# Start of Record set

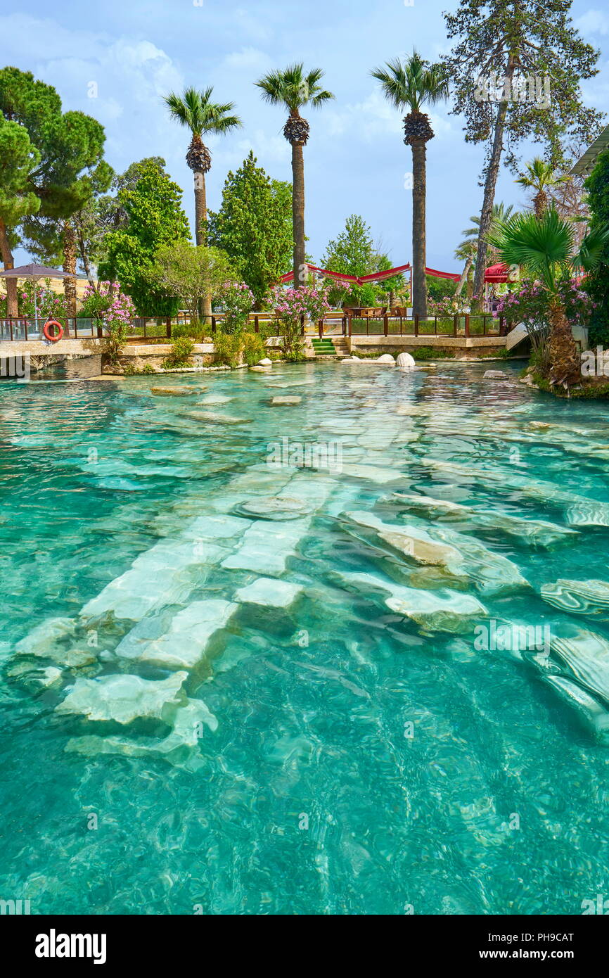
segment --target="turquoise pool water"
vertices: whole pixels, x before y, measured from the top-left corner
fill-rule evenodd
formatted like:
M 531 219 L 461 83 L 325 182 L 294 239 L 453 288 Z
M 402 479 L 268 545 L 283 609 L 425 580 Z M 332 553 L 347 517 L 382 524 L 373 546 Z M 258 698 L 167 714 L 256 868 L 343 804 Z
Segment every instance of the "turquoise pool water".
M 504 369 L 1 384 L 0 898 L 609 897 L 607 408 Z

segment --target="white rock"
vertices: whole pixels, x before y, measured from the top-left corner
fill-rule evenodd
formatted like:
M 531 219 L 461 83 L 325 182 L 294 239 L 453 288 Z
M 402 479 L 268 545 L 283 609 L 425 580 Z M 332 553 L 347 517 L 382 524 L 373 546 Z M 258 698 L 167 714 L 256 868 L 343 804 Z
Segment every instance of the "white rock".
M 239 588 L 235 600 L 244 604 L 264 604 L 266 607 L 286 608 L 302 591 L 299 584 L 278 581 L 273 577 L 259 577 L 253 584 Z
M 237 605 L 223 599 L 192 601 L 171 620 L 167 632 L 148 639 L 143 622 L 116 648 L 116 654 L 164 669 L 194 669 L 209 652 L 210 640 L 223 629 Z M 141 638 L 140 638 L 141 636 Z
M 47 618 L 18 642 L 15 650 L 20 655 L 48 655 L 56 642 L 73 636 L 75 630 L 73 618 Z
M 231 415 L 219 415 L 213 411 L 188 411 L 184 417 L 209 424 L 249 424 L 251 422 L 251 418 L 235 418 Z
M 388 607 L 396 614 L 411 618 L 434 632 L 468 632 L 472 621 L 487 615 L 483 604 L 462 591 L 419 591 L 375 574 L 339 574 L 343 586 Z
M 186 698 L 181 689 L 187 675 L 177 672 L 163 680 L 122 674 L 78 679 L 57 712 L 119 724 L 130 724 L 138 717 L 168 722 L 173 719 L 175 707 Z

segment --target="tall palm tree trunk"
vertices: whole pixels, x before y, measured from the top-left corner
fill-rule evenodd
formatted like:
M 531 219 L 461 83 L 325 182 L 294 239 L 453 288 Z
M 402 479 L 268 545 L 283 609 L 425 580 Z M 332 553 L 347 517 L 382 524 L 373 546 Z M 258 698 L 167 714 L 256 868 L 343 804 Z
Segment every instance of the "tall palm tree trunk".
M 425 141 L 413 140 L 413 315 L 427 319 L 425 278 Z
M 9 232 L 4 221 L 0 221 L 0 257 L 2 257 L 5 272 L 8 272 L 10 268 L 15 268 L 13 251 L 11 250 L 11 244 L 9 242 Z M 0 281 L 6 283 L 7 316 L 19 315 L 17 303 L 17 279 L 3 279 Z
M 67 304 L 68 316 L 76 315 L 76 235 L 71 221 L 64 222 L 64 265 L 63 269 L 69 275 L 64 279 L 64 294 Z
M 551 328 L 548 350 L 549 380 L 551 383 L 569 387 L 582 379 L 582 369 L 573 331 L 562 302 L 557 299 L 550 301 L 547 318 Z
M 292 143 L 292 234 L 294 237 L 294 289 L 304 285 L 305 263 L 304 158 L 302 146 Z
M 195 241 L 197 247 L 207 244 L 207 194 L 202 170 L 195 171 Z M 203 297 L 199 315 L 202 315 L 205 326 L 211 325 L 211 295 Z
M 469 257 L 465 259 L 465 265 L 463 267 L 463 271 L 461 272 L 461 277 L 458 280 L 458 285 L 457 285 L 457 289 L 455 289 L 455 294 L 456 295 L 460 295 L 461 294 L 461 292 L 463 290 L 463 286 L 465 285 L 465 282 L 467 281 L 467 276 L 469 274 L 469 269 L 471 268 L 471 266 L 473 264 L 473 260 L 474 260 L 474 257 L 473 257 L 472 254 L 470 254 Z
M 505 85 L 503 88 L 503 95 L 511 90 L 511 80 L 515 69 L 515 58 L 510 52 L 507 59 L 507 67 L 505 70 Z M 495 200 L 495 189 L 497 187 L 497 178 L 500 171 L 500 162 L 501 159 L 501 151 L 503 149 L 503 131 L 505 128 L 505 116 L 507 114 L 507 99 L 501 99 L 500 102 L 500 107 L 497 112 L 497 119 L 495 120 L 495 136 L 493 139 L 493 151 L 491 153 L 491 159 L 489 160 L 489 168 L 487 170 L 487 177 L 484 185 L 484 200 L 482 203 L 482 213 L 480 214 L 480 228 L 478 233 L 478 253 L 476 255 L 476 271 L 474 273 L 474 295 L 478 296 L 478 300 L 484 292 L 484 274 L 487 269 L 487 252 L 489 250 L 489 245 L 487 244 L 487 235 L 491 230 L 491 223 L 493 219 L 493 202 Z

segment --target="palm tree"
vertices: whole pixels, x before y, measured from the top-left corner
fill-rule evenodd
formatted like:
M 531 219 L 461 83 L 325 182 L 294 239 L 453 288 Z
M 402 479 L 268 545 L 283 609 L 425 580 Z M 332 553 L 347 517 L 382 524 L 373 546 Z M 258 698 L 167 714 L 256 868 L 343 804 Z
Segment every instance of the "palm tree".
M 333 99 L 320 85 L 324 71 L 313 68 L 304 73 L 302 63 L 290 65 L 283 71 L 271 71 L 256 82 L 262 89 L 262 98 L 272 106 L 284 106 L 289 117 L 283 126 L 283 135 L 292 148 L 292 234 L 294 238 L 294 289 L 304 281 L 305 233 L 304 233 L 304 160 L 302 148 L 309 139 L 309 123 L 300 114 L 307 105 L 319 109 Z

# End of Record set

* **What the task requires**: Return every line of the material above verbatim, but leave out the pictures.

* **The output**:
segment --target="turquoise pool water"
vertices: whole pixels, x before y, measured from the top-left corner
fill-rule evenodd
formatted like:
M 531 219 L 461 83 L 325 182 L 294 239 L 453 288 Z
M 402 479 L 268 545 L 283 609 L 425 580 Z M 332 553 L 347 517 L 382 524 L 373 546 Z M 258 698 L 167 714 L 256 868 L 343 804 Z
Segment every instance of the "turquoise pool water".
M 504 369 L 1 384 L 0 898 L 609 897 L 607 408 Z

segment --target="white rock"
vertices: whole pixels, x before y, measured from the top-left corner
fill-rule evenodd
formatted like:
M 531 219 L 461 83 L 325 182 L 294 239 L 453 288 Z
M 402 479 L 268 545 L 283 609 L 425 580 Z M 332 553 L 347 517 L 382 524 L 373 546 Z M 258 698 L 167 714 L 256 868 L 343 804 Z
Segment every instance of the "white rock".
M 239 588 L 235 600 L 244 604 L 264 604 L 266 607 L 286 608 L 302 591 L 299 584 L 278 581 L 273 577 L 259 577 L 253 584 Z
M 237 605 L 223 599 L 192 601 L 171 620 L 167 632 L 148 639 L 143 622 L 116 648 L 116 654 L 164 669 L 194 669 L 209 652 L 210 640 L 223 629 Z M 141 638 L 140 638 L 141 636 Z
M 47 618 L 18 642 L 15 650 L 20 655 L 48 655 L 56 642 L 73 636 L 75 630 L 73 618 Z
M 231 415 L 219 415 L 213 411 L 188 411 L 184 417 L 209 424 L 249 424 L 251 422 L 251 418 L 235 418 Z
M 388 607 L 396 614 L 411 618 L 434 632 L 468 632 L 472 621 L 487 615 L 483 604 L 462 591 L 419 591 L 375 574 L 339 574 L 343 586 Z
M 186 698 L 181 689 L 187 675 L 177 672 L 163 680 L 122 674 L 78 679 L 57 712 L 119 724 L 130 724 L 138 717 L 168 722 L 173 719 L 175 707 Z

segment --target="tall palm tree trunk"
vertices: whole pixels, x before y, measured from the top-left corner
fill-rule evenodd
formatted like:
M 531 219 L 461 83 L 325 182 L 294 239 L 453 288 Z
M 402 479 L 268 545 L 283 609 L 425 580 Z M 332 553 L 347 517 L 382 524 L 373 546 Z M 258 698 L 167 714 L 256 868 L 343 804 Z
Segment every instance of the "tall palm tree trunk".
M 425 141 L 413 140 L 413 315 L 427 319 L 425 278 Z
M 9 232 L 4 221 L 0 221 L 0 257 L 2 257 L 5 272 L 8 272 L 10 268 L 15 268 L 13 251 L 11 250 L 11 244 L 9 242 Z M 0 281 L 6 283 L 7 316 L 19 315 L 17 303 L 17 279 L 3 279 Z
M 67 304 L 68 316 L 76 315 L 76 235 L 71 221 L 64 222 L 64 265 L 63 269 L 69 275 L 64 279 L 64 294 Z
M 551 328 L 548 350 L 549 380 L 551 383 L 569 387 L 582 379 L 582 369 L 573 331 L 562 302 L 557 299 L 550 301 L 547 318 Z
M 292 143 L 292 234 L 294 237 L 294 289 L 304 285 L 305 263 L 304 158 L 302 146 Z
M 195 241 L 197 247 L 207 244 L 207 194 L 202 170 L 195 171 Z M 203 297 L 199 315 L 202 315 L 205 326 L 211 325 L 211 295 Z
M 469 257 L 465 259 L 465 265 L 463 267 L 463 271 L 461 272 L 461 277 L 458 280 L 458 285 L 457 285 L 457 289 L 455 289 L 455 294 L 456 295 L 460 295 L 461 294 L 461 292 L 463 290 L 463 286 L 465 285 L 465 282 L 467 281 L 467 276 L 469 274 L 469 269 L 471 268 L 471 266 L 473 264 L 473 260 L 474 260 L 474 257 L 473 257 L 472 254 L 470 254 Z
M 505 85 L 503 88 L 503 95 L 511 90 L 511 80 L 515 69 L 515 58 L 510 52 L 507 59 L 507 67 L 505 70 Z M 495 200 L 495 189 L 497 187 L 497 178 L 500 171 L 500 162 L 501 159 L 501 151 L 503 149 L 503 131 L 505 128 L 505 116 L 507 114 L 507 99 L 501 99 L 500 102 L 500 107 L 497 112 L 497 119 L 495 120 L 495 136 L 493 139 L 493 151 L 491 153 L 491 159 L 489 160 L 489 168 L 487 170 L 487 177 L 484 185 L 484 200 L 482 203 L 482 213 L 480 214 L 480 228 L 478 233 L 478 253 L 476 255 L 476 271 L 474 273 L 474 295 L 478 296 L 478 300 L 484 292 L 484 274 L 487 269 L 487 252 L 489 250 L 489 245 L 487 244 L 487 235 L 491 230 L 491 223 L 493 219 L 493 202 Z

segment --target="palm tree"
vertices: whole pixels, x before y, measured from the top-left corner
fill-rule evenodd
formatted like:
M 531 219 L 461 83 L 325 182 L 294 239 L 453 288 Z
M 402 479 L 268 545 L 283 609 L 425 580 Z M 332 553 L 347 517 L 382 524 L 373 546 Z M 258 698 L 167 714 L 256 868 L 343 804 Z
Segment every instance of the "palm tree".
M 333 99 L 320 85 L 324 71 L 313 68 L 304 73 L 302 63 L 290 65 L 283 71 L 271 71 L 256 82 L 262 89 L 262 98 L 272 106 L 284 106 L 289 117 L 283 126 L 283 135 L 292 148 L 292 234 L 294 238 L 294 289 L 304 281 L 305 233 L 304 233 L 304 160 L 302 148 L 309 139 L 309 123 L 300 114 L 307 105 L 319 109 Z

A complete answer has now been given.